***** Document

A la recherche de Kadath (The Dream Quest of Unknow Kadath) est un court roman de Lovecraft écrit fin 1926 et publié à titre posthume en 1943 seulement (puis plus tard en France, notamment dans le recueil Démons et merveilles).
Dit simplement, c’est l’histoire de la quête de Kadath l’Inconnue par Randolph Carter, qui rêva trois fois d’une cité si merveilleuse qu’il décida un jour d’aller implorer les dieux dans Kadath afin qu’ils lui en révèlent la localisation – or die trying. Commença alors pour l’homme un périple très risqué entre horreur et héroïc fantasy qui n’a pas grand-chose à voir avec le reste de l’œuvre lovecraftienne si ce n’est son sens aigu de la description et de l’invention mythologique.
Dès son titre résolument mystérieux, nimbé de magie et gros de promesses d’aventure, The Dream Quest of Unknow Kadath désigne un texte qui se détache absolument du reste de la production du reclus de Providence. Le roman fait partie du Cycle du rêve, un groupe d’histoires dont le personnage principal est l’ultra-rêveur Randolph Carter (une version imaginaire de Lovecraft lui-même) et qui se passent dans les Contrées du Rêve, le monde onirique que les rêveurs ordinaires arpentent inopinément lors de leur sommeil quand les rêveurs maîtres tels que Lovecraft y ont porte et table ouverte, à condition toutefois d’accepter les risques mortels qu’encourent ceux qui descendent volontairement dans ces contrées que ni toi ni moi ne visitons jamais physiquement.
La quête de Kadath est donc le récit, très typé héroïc fantasy, de la quête de Carter à la recherche de sa cité onirique. C’est ce récit qui est adapté ici en BD, assez fidèlement, par Florez, Sanna et Salomon sous le titre Kadath l’Inconnue.

**********
***** Données à traiter

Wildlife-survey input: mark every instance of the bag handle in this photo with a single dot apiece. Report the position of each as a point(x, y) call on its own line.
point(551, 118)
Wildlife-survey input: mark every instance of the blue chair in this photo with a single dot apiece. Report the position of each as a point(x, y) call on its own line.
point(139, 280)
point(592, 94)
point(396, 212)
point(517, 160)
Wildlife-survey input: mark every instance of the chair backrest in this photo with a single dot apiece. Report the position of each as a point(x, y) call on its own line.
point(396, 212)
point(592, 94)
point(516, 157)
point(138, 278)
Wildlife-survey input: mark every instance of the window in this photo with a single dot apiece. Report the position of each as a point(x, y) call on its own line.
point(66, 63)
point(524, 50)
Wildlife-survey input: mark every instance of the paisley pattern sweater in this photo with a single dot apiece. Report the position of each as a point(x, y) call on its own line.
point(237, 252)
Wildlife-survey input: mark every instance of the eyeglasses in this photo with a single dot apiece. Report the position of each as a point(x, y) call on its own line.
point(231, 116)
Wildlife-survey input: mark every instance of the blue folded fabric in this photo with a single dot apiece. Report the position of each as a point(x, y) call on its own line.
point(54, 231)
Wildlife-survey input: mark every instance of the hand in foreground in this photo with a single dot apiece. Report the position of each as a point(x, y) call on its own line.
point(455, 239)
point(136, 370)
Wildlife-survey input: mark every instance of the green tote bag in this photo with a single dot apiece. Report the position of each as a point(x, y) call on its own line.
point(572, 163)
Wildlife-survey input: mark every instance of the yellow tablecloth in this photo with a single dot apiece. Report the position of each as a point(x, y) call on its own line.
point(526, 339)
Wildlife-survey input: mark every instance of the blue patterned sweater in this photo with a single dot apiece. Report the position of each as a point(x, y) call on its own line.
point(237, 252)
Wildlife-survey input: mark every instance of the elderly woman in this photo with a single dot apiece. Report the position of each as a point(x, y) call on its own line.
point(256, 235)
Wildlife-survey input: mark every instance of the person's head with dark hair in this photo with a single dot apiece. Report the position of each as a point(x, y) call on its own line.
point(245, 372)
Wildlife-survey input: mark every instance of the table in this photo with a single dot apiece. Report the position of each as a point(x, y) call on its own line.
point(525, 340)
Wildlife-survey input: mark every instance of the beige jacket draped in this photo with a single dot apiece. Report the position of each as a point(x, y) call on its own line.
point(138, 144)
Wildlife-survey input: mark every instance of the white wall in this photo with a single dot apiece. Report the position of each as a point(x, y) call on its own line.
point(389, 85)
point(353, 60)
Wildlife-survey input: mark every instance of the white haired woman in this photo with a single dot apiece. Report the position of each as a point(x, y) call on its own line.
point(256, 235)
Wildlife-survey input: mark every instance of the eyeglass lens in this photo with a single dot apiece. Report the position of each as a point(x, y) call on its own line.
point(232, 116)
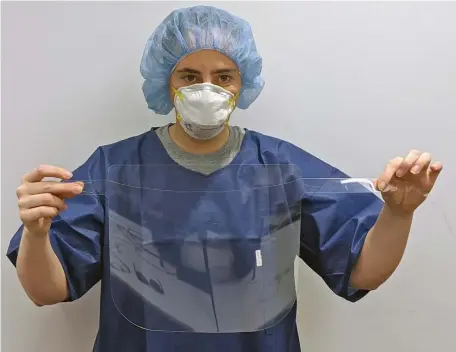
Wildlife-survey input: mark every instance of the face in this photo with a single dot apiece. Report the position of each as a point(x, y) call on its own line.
point(206, 66)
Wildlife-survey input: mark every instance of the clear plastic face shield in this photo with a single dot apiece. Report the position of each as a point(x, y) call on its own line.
point(208, 254)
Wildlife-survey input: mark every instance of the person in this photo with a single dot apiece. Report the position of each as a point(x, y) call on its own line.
point(203, 62)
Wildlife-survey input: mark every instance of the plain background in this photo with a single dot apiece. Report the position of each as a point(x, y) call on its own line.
point(354, 83)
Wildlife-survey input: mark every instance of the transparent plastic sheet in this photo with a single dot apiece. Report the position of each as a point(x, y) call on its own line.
point(190, 252)
point(211, 253)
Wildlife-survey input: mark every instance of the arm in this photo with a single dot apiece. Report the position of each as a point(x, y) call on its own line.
point(383, 250)
point(40, 271)
point(404, 184)
point(57, 250)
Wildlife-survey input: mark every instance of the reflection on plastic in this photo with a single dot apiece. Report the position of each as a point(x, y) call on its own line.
point(204, 254)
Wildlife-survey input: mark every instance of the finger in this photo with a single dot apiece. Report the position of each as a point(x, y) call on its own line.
point(389, 172)
point(43, 171)
point(62, 190)
point(34, 214)
point(434, 171)
point(408, 162)
point(436, 167)
point(422, 163)
point(43, 199)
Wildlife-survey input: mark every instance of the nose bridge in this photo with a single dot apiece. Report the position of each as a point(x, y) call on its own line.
point(207, 77)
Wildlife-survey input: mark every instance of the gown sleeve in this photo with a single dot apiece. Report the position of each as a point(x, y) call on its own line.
point(76, 234)
point(334, 226)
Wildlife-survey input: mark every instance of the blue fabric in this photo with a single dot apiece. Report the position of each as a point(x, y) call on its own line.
point(334, 227)
point(191, 29)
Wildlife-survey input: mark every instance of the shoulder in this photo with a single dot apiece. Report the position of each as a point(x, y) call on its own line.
point(125, 151)
point(276, 150)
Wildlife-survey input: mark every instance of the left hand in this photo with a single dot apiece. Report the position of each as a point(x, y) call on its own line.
point(406, 182)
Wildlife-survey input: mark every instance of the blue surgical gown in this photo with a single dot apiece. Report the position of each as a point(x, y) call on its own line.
point(333, 230)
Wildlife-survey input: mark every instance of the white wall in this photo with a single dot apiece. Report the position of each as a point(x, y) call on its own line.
point(373, 79)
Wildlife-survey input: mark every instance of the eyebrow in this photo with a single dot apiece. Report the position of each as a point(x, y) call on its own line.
point(196, 72)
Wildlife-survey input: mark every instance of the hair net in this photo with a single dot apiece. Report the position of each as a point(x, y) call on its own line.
point(191, 29)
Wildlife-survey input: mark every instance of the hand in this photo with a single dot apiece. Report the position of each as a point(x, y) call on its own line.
point(406, 182)
point(39, 201)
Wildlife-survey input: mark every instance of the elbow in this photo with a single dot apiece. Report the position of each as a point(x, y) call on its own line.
point(368, 284)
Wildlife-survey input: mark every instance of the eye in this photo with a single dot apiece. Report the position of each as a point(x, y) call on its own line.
point(225, 78)
point(189, 78)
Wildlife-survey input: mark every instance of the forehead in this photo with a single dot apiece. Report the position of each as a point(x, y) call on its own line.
point(205, 61)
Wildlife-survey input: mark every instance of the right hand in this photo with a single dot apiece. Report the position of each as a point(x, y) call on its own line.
point(39, 201)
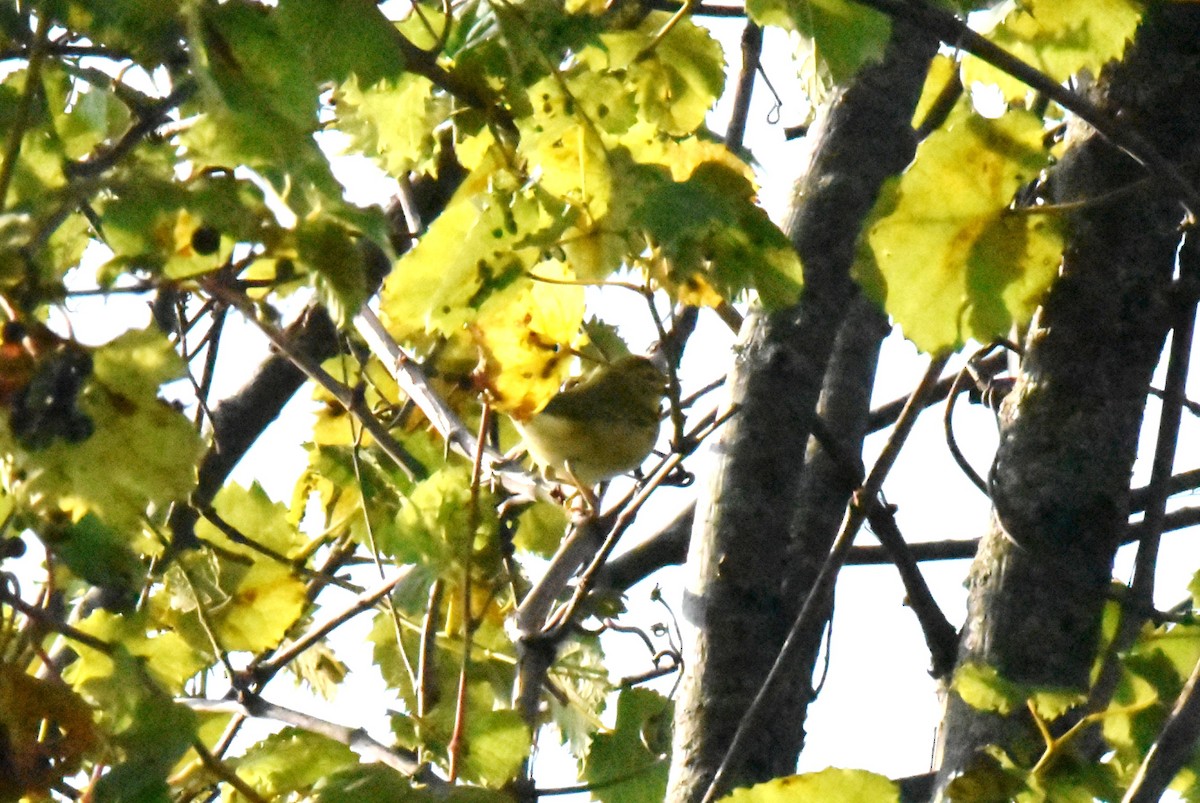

**********

#### Tâches à réaliser:
(a) Recopiez fidèlement les lignes du listing, de celle qui contient "Wildlife-survey input: mark every instance of the plain" jusqu'à celle qui contient "point(204, 254)", les deux incluses.
(b) Rédigez la suite du texte sur Kadath l'Inconnue et son adaptation en BD, à partir de l'endroit où il s'arrête.

#### Résultats attendus:
(a)
Wildlife-survey input: mark every instance of the plain background in this photo with a single dot apiece. Report the position of each as a point(x, y) call on its own line.
point(354, 83)
Wildlife-survey input: mark every instance of the transparent plastic sheet in this photo with a single dot apiece. Report the position of each as a point(x, y) call on its own line.
point(190, 252)
point(211, 253)
Wildlife-survey input: mark every instance of the arm in this photo with a single dot apiece. Report the position of each as a point(x, y) call on its own line.
point(383, 250)
point(40, 271)
point(404, 184)
point(57, 250)
Wildlife-survey input: mark every instance of the reflection on plastic in this photo with a single dot apiece. Report the position of each as a point(x, y) call on its own line.
point(204, 254)

(b)
Tournant les pages sur les traces du Haut Rêveur, on descend les 700 marches des Cavernes de la flamme et on pénètre avec lui dans les Contrées du Rêve. On le suit alors dans ses pérégrinations, de la forêt des Zoogs à la cité antique d’Ulthar (célèbre pour ses chats qui, un moment, l’aideront), de Dylath-Leen au mont Ngranek en passant par la Lune (que Carter visite comme captif de bêtes batraciennes et d'esclavagistes cornus), des cavernes des Maigres Bêtes de la Nuit à la mortifère vallée de Pnoth où fouissent les terrifiants Dholes (Bholes ici, comme à l’origine). Là, on pactise avec les goules de Pickman pour fuir la vallée sans être dévoré par Gugs ou Ghasts puis on atteint la cité portuaire de Celephaïs, où règne le roi Kuranes (un autre rêveur) dont le scénariste adaptateur a fait un transgenre qui a un rapport sexuel avec Carter ce qui, quand on connaît l’œuvre de HPL, est doublement ridicule – et ne parlons pas de la servante en maillot brésilien sur la couv'.
Passons sur ce consternant sacrifice aux tropes du moment et revenons à la quête. Dans les pas de Carter (et de son compagnon félin, plus présent que dans l’original), nous poursuivons : Inquanok et sa carrière cyclopéenne, le désolé plateau de Leng, les effrayants oiseaux Shantak, encore des cultistes en mission. Et partout, plus que jamais auparavant, le risque, la folie, la mort qui guette ; à Sarkomand, dans la grande guerre entre goules et Bêtes lunaires, entre les griffes ou les crocs des innombrables créatures surnaturelles qui peuplent les Contrées du Rêve. La très longue quête s’achève à Kadath, enfin, par la rencontre avec Nyarlathotep, Le Chaos Rampant lui-même, qui charge Carter d’une dernière et périlleuse mission.
Tout ceci se trouve dans la BD et l’adaptation est, répétons-le, plutôt fidèle – mis à part le délire avec Kuranes.
Faut-il la lire pour autant ?
Tout lovecraftien conséquent le fera, pour voir ce qu’il en est, ou pour replonger en une heure avec délectation dans un voyage onirique qui, s’il fut en partie inspiré par Burroughs ou Dunsany, n’en porte pas moins la patte de Lovecraft et n’en est pas moins magnifique.
Il faut néanmoins qu’un potentiel lecteur moins amateur sache deux choses :
D’une part, la version dessinée ne peut égaler la prose de Lovecraft, et, cruellement, les extraits du texte original qui servent d’incipit à chaque chapitre le mettent en douloureuse évidence. Il faut lire The Dream Quest of Unknow Kadath, quitte à le faire après et parce qu’on a lu la BD.
D’autre part, les dessins sont assez quelconques et ne font que mettre platement en images les mots d’HPL. Peut-être rien d’étonnant de la part de trois auteurs qui ne connaissent, de leur propre aveu, que peu l’œuvre. Ce qui expliquerait aussi le lien audacieux fait avec Little Nemo au début de chaque chapitre.
Alors choisis ton camp, camarade, moi, je prends les deux avec une préférence pour l’un.
Post-scriptum : Je ne peux finir sans signaler la version de Kij Johnson, indispensable.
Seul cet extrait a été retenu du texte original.